WHAT TO PRODUCE:
Rescale the listing below, from the line containing "Every instance of the painted" down through the line containing "[[296, 332]]", rewriting every line in that span, requests included. Multiply each answer coordinate by 0.9 and round to whole numbers with halves going up, leaving the sample coordinates in the requests unchanged.

INFORMATION SHOWN:
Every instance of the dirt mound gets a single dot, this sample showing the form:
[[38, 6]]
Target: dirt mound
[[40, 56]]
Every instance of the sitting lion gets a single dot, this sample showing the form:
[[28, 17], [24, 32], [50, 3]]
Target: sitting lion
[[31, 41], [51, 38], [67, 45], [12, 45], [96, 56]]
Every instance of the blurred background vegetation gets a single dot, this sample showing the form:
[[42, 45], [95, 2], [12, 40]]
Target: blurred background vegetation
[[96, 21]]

==

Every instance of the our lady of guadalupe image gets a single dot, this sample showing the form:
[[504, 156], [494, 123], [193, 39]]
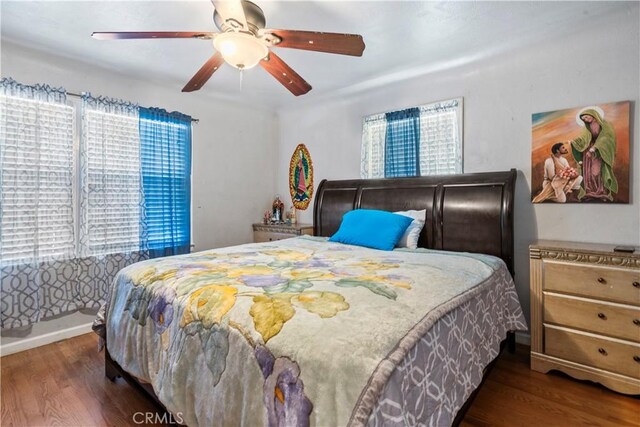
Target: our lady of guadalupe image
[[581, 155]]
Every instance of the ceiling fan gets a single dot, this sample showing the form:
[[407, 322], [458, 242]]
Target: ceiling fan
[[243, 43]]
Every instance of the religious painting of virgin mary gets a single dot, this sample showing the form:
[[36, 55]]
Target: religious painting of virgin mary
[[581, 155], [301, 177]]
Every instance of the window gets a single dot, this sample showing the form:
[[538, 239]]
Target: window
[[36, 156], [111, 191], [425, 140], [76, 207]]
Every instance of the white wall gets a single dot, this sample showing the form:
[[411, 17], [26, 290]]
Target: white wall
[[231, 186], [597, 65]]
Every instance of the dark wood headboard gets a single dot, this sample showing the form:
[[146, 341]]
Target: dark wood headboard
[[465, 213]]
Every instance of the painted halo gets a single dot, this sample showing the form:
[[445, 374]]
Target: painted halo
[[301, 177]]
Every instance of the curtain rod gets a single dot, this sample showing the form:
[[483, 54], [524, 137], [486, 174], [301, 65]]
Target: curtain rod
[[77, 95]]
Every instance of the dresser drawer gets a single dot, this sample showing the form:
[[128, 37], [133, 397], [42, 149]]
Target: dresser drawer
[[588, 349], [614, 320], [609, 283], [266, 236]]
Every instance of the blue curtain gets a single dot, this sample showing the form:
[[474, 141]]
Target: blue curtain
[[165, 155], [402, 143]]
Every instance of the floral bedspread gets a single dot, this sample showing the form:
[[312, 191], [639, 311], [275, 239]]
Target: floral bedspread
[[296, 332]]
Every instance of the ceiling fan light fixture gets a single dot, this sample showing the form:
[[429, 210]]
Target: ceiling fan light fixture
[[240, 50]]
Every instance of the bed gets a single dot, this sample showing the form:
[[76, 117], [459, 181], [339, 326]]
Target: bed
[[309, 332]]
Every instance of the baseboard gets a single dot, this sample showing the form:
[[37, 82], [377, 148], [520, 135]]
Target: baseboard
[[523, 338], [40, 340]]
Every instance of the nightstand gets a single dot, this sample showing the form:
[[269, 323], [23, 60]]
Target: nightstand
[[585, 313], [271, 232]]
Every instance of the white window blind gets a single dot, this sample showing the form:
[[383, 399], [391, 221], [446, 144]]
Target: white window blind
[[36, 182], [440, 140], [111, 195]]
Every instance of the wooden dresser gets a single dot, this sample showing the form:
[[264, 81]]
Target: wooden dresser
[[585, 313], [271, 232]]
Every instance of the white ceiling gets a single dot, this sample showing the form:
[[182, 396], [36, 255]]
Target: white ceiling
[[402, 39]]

TASK SOLUTION:
Every instance of the painted halo gets a single dot, this sample showing the form:
[[445, 374]]
Target: painted halo
[[271, 159]]
Every instance of the curtain rod gets a single dot, this sample showing the form:
[[483, 54], [524, 137], [486, 174], [301, 65]]
Target: curtain rod
[[69, 86]]
Every instance of the dresser drawer gets a single dot, this sample showing the form:
[[128, 37], [133, 397], [42, 149]]
Target: dresser drawer
[[529, 314], [553, 288], [548, 255], [239, 212]]
Every instance of the blue curtain gets a single dot, this sample showing the form:
[[474, 141]]
Target: blue curtain
[[149, 140], [362, 129]]
Every instance of the floral bedspread gets a single dot, this sample showing the form:
[[312, 191], [639, 311], [275, 239]]
Target: floral bedspread
[[266, 299]]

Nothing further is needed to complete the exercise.